TASKS FOR THIS EXERCISE ::
- a) Transcribe the passage from the page on a failing storage device in a Virtual SAN cluster, starting at "Virtual SAN monitors" and ending at "the following ways.".
- b) List every section heading in the page on a failing storage device in a Virtual SAN cluster.
- c) Resume the page on a failing storage device in a Virtual SAN cluster after its final sentence, keeping the same style.

PASSAGE FOR REVIEW ::
* * * * * * * * *
Storage Device is Failing in a Virtual SAN Cluster

Virtual SAN monitors the performance of each storage device and proactively isolates unhealthy devices. It detects gradual failure of a storage device and isolates the device before congestion builds up within the affected host and the entire Virtual SAN cluster.

If a disk experiences sustained high latencies or congestion, Virtual SAN considers the device as a dying disk, and evacuates data from the disk. Virtual SAN handles the dying disk by evacuating or rebuilding data. No user action is required, unless the cluster lacks resources or has inaccessible objects.

Component Failure State and Accessibility

The Virtual SAN components that reside on the magnetic disk or flash capacity device are marked as absent.

Behavior of Virtual SAN

Virtual SAN responds to the storage device failure in the following ways.

Parameter	Behavior
Alarms	An alarm is generated from each host whenever an unhealthy device is diagnosed. A warning is issued whenever a disk is suspected of being unhealthy.
Health check	The Overall disk health check issues a warning for the dying disk.
* * * * * * * * *
RECORDS ::

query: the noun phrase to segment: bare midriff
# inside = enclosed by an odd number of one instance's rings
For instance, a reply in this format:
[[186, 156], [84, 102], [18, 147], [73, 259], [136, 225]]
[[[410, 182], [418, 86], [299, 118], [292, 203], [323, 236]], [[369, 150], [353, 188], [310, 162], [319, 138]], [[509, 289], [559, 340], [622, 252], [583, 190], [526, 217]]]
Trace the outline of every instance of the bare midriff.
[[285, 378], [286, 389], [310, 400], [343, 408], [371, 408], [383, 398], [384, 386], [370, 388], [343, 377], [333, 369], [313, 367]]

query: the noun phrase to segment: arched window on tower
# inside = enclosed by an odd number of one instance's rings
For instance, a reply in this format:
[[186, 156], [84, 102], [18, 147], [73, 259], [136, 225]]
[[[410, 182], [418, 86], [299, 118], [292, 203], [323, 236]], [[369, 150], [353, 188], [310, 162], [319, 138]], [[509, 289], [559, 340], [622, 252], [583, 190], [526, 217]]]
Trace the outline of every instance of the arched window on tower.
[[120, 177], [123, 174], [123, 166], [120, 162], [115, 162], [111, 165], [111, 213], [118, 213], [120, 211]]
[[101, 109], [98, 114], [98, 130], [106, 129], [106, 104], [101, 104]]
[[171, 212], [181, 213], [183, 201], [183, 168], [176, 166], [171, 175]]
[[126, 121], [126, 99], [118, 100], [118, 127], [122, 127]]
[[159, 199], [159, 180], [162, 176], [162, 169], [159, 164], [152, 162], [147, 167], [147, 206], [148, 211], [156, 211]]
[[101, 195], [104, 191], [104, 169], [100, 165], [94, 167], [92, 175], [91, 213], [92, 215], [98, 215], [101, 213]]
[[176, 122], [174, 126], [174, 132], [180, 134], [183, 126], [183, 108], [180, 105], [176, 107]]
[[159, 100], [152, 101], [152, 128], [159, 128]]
* * * * * * * * *
ANSWER SECTION ::
- a)
Virtual SAN monitors the performance of each storage device and proactively isolates unhealthy devices. It detects gradual failure of a storage device and isolates the device before congestion builds up within the affected host and the entire Virtual SAN cluster.

If a disk experiences sustained high latencies or congestion, Virtual SAN considers the device as a dying disk, and evacuates data from the disk. Virtual SAN handles the dying disk by evacuating or rebuilding data. No user action is required, unless the cluster lacks resources or has inaccessible objects.

Component Failure State and Accessibility

The Virtual SAN components that reside on the magnetic disk or flash capacity device are marked as absent.

Behavior of Virtual SAN

Virtual SAN responds to the storage device failure in the following ways.

- b)
Storage Device is Failing in a Virtual SAN Cluster
Component Failure State and Accessibility
Behavior of Virtual SAN

- c)
Health status	On the Disk Management page, the health status of the dying disk is listed as Unhealthy. When Virtual SAN completes evacuation of data, the health status is listed as DyingDiskEmpty.
Rebuilding data	Virtual SAN examines whether the hosts and the capacity devices can satisfy the requirements for space and placement rules for the objects on the failed device or disk group. If such a host with capacity is available, Virtual SAN starts the recovery process immediately because the components are marked as degraded. If resources are available, Virtual SAN automatically reprotects the data.

If Virtual SAN detects a disk with a permanent error, it makes a limited number of attempts to revive the disk by unmounting and mounting it.